Extrait du texte:
◇ ◇ ◇ ◇ ◇ ◇ ◇
Par suite, il est ainsi suffisament établi que [U] [K] a manqué à son obligation contractuelle de fournir à [F] [I] le travail pour lequel il avait été embauché et que s'agissant d'une obligation essentielle de l'employeur, sa violation rend impossible la poursuite du contrat de travail et justifie que la prise d'acte de la rupture du contrat de travail produise les effets d'un licenciement sans cause réelle et sérieuse.



II. SUR LE RAPPEL DE SALAIRE



La rupture du contrat de travail qui liait les parties prenant effet à la date de la notification par le salarié de la prise d'acte de cette rupture à l'employeur, ce dernier est tenu de régler à [F] [I] l'intégralité des salaires pour l'ensemble de la période durant laquelle il ne lui a pas fourni de travail, soit la somme non discutée dans son montant de 10851,57 euros, bruts.



Par suite il y a lieu de confirmer la condamnation de [U] [K] à payer à [F] [I] la somme de 10 851, 57 euros, bruts, à titre de rappel de salaire pour la période du 11 février au 14 septembre 2020, celle de 1085,15 euros au titre des congés payés afférents, et à lui délivrer un bulletin de salaire rectificatif, conforme au présent arrêt, sous astreinte de 50 euros par jour de retard à compter du 15e jour suivant la notification de l'arrêt.
◇ ◇ ◇ ◇ ◇ ◇ ◇
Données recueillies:

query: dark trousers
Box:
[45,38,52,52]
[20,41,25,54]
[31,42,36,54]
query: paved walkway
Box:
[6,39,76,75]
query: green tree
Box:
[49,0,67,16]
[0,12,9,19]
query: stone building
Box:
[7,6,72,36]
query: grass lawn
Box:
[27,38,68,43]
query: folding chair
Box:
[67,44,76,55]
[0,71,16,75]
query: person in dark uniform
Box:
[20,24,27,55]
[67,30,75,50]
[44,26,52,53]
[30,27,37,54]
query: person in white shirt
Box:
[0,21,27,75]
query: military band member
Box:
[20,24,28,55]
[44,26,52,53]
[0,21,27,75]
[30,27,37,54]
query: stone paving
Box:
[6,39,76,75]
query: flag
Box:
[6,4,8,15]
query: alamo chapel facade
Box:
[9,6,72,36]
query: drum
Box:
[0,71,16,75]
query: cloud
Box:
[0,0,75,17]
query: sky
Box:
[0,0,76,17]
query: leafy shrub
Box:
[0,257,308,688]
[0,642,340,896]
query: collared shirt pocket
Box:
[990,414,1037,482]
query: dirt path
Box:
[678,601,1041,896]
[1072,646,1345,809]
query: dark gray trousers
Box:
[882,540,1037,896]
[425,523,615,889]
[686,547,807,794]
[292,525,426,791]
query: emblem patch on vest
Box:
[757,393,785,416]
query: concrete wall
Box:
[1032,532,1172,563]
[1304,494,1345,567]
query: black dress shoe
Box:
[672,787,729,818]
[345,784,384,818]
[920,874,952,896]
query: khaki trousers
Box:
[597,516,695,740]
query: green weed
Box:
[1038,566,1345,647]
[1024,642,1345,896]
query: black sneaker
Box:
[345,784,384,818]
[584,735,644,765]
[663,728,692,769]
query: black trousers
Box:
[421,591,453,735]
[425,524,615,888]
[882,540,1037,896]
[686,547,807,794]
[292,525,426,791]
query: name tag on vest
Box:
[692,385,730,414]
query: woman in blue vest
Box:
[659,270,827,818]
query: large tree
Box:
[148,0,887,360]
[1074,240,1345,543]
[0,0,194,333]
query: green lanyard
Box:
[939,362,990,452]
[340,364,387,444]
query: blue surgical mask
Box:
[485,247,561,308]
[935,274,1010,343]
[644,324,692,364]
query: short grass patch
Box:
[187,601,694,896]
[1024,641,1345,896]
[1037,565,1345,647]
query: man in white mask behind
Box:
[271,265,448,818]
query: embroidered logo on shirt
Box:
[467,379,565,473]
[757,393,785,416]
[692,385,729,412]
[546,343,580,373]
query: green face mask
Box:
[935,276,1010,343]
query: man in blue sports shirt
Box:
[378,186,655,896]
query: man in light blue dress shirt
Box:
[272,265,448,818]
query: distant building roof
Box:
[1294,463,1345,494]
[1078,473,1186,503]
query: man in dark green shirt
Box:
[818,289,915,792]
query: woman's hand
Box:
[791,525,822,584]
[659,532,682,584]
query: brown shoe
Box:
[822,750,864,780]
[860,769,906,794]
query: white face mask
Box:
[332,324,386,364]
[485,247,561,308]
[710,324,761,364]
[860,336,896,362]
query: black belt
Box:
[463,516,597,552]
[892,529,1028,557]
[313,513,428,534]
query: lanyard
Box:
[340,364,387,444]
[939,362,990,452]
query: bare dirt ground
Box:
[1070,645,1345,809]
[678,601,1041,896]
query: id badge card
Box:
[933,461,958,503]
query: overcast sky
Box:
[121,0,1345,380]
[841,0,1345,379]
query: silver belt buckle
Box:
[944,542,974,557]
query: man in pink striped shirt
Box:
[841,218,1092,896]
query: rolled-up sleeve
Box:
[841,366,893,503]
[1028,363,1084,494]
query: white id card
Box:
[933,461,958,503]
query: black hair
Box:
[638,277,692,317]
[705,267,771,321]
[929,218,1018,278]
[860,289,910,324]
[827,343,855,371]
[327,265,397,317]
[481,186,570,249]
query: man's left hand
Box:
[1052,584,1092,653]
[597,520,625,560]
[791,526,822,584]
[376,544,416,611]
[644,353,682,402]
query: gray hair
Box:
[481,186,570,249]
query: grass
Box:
◇ ◇ ◇ ◇ ◇ ◇ ◇
Consigne: Reproduisez mot pour mot l'intégralité de l'extrait d'arrêt consacré à la prise d'acte et au rappel de salaire.

Réponse:
Par suite, il est ainsi suffisament établi que [U] [K] a manqué à son obligation contractuelle de fournir à [F] [I] le travail pour lequel il avait été embauché et que s'agissant d'une obligation essentielle de l'employeur, sa violation rend impossible la poursuite du contrat de travail et justifie que la prise d'acte de la rupture du contrat de travail produise les effets d'un licenciement sans cause réelle et sérieuse.



II. SUR LE RAPPEL DE SALAIRE



La rupture du contrat de travail qui liait les parties prenant effet à la date de la notification par le salarié de la prise d'acte de cette rupture à l'employeur, ce dernier est tenu de régler à [F] [I] l'intégralité des salaires pour l'ensemble de la période durant laquelle il ne lui a pas fourni de travail, soit la somme non discutée dans son montant de 10851,57 euros, bruts.



Par suite il y a lieu de confirmer la condamnation de [U] [K] à payer à [F] [I] la somme de 10 851, 57 euros, bruts, à titre de rappel de salaire pour la période du 11 février au 14 septembre 2020, celle de 1085,15 euros au titre des congés payés afférents, et à lui délivrer un bulletin de salaire rectificatif, conforme au présent arrêt, sous astreinte de 50 euros par jour de retard à compter du 15e jour suivant la notification de l'arrêt.